Please rewrite all of the rows below with "vertex pairs" swapped for "point pairs" and everything else unchanged. Leave the pictures out of your answer.

++++ LISTED ENTRIES ++++

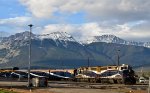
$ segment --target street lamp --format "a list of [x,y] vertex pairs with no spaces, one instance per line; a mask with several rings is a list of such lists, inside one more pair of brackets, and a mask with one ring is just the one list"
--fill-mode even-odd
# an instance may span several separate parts
[[30,66],[31,66],[31,32],[32,32],[32,24],[28,25],[30,27],[29,32],[29,64],[28,64],[28,87],[31,87],[31,81],[30,81]]

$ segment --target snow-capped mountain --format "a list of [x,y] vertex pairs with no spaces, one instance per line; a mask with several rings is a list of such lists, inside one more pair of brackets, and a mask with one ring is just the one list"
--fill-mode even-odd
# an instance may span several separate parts
[[39,39],[53,39],[53,40],[62,40],[62,41],[71,41],[76,42],[76,40],[66,32],[53,32],[50,34],[43,34],[37,36]]
[[[87,45],[94,42],[106,42],[106,43],[115,43],[115,44],[124,44],[124,45],[143,46],[143,47],[150,48],[150,42],[126,41],[115,35],[93,36],[93,37],[88,37],[88,39],[84,41],[77,41],[73,38],[73,36],[71,36],[66,32],[53,32],[50,34],[42,34],[42,35],[36,35],[32,33],[31,39],[40,40],[40,41],[45,39],[50,39],[53,40],[56,43],[56,45],[59,45],[61,43],[64,47],[67,47],[68,42],[76,42],[81,45],[85,45],[85,44]],[[29,41],[29,32],[26,31],[26,32],[17,33],[15,35],[11,35],[9,37],[3,38],[1,44],[7,47],[11,47],[11,44],[15,44],[16,46],[17,45],[24,46],[28,44],[28,41]]]
[[124,44],[124,45],[135,45],[135,46],[144,46],[150,48],[150,42],[135,42],[135,41],[126,41],[115,35],[102,35],[102,36],[93,36],[89,37],[87,40],[82,41],[83,44],[90,44],[94,42],[106,42],[106,43],[115,43],[115,44]]

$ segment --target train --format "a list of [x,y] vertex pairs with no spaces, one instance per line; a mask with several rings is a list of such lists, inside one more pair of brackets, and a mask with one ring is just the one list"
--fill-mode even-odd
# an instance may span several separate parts
[[[49,80],[69,80],[74,82],[136,84],[136,75],[127,64],[109,66],[79,67],[70,70],[31,71],[31,78],[44,76]],[[18,67],[0,69],[1,77],[28,78],[27,70]]]
[[74,81],[136,84],[135,72],[131,66],[95,66],[80,67],[74,70]]

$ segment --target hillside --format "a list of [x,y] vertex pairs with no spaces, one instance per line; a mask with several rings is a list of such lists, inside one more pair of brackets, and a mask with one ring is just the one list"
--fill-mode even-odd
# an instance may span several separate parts
[[[1,41],[1,67],[28,66],[29,33],[23,32],[6,37]],[[150,48],[91,42],[80,44],[67,33],[47,35],[32,34],[31,66],[32,68],[75,68],[88,65],[114,65],[117,63],[117,50],[120,50],[120,64],[134,67],[150,65]]]

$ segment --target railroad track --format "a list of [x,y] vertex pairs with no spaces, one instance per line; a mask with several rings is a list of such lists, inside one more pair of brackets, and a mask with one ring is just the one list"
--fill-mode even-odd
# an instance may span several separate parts
[[102,83],[87,83],[87,82],[68,82],[68,81],[50,81],[49,87],[52,88],[91,88],[91,89],[135,89],[147,90],[148,85],[124,85],[124,84],[102,84]]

++++

**FULL SOLUTION**
$ segment --target street lamp --format "a list of [x,y] point pairs with no spaces, one instance per line; a mask with several rings is a list of such lists, inside one more pair of brackets, and a mask with one ring is just the one list"
--fill-mode even-odd
# an instance may span several separate parts
[[30,66],[31,66],[31,32],[32,32],[32,24],[28,25],[30,27],[29,32],[29,64],[28,64],[28,87],[31,87],[31,81],[30,81]]

$ segment --target snow-capped mountain --format "a list of [x,y] point pairs with no spaces, one instance per line; a mask with several rings is a list of such lists, inside one more pair of brackets, and a mask with one ring is just the one list"
--fill-mode even-odd
# an instance may span several separate parts
[[39,39],[53,39],[53,40],[62,40],[62,41],[71,41],[76,42],[76,40],[66,32],[53,32],[50,34],[43,34],[37,36]]
[[[87,45],[94,42],[106,42],[106,43],[115,43],[115,44],[124,44],[124,45],[143,46],[143,47],[150,48],[150,42],[126,41],[115,35],[93,36],[93,37],[88,37],[88,39],[84,41],[77,41],[73,38],[73,36],[71,36],[66,32],[53,32],[50,34],[42,34],[42,35],[36,35],[32,33],[31,39],[40,40],[40,41],[45,39],[50,39],[53,40],[56,43],[56,45],[59,45],[61,43],[64,47],[67,47],[68,42],[76,42],[81,45],[85,45],[85,44]],[[29,41],[29,32],[26,31],[26,32],[17,33],[15,35],[11,35],[9,37],[3,38],[1,44],[7,47],[11,47],[11,44],[15,44],[16,46],[17,45],[24,46],[28,44],[28,41]]]
[[124,44],[124,45],[135,45],[135,46],[144,46],[150,48],[150,42],[135,42],[135,41],[126,41],[115,35],[102,35],[102,36],[93,36],[89,37],[87,40],[82,41],[83,44],[90,44],[94,42],[106,42],[106,43],[115,43],[115,44]]

$ segment --target train --format "a list of [x,y] point pairs with no spaces, one instance per line; a mask with several rings is a list of such lists, inside one more pair of brackets, and a mask with one ring is just the one list"
--fill-mode even-odd
# an instance may span several separate parts
[[[49,80],[69,80],[74,82],[136,84],[136,75],[127,64],[109,66],[79,67],[70,70],[31,71],[31,78],[44,76]],[[18,67],[0,69],[1,77],[28,78],[27,70]]]
[[74,81],[136,84],[135,72],[131,66],[95,66],[80,67],[74,70]]

$ segment --target hillside --format "a list of [x,y] point pairs with no spaces, one instance per line; a mask with several rings is a list of such lists, inside one more pair of brackets, and a mask with one ring is just the one list"
--fill-mode even-odd
# an instance may span several separate parts
[[[1,41],[1,67],[28,66],[29,33],[23,32],[6,37]],[[150,48],[91,42],[80,44],[67,33],[47,35],[32,34],[31,66],[32,68],[75,68],[88,65],[114,65],[117,63],[117,50],[120,50],[120,64],[134,67],[150,65]]]

$ segment --target railroad track --format "a list of [x,y] point pairs with no spaces, one instance per line; a mask with several rings is a list of such lists, inside one more pair of brackets, and a mask with one ring is just the one list"
--fill-mode even-odd
# an instance may span several separate parts
[[102,83],[87,83],[87,82],[68,82],[68,81],[50,81],[49,87],[52,88],[91,88],[91,89],[135,89],[147,90],[148,85],[124,85],[124,84],[102,84]]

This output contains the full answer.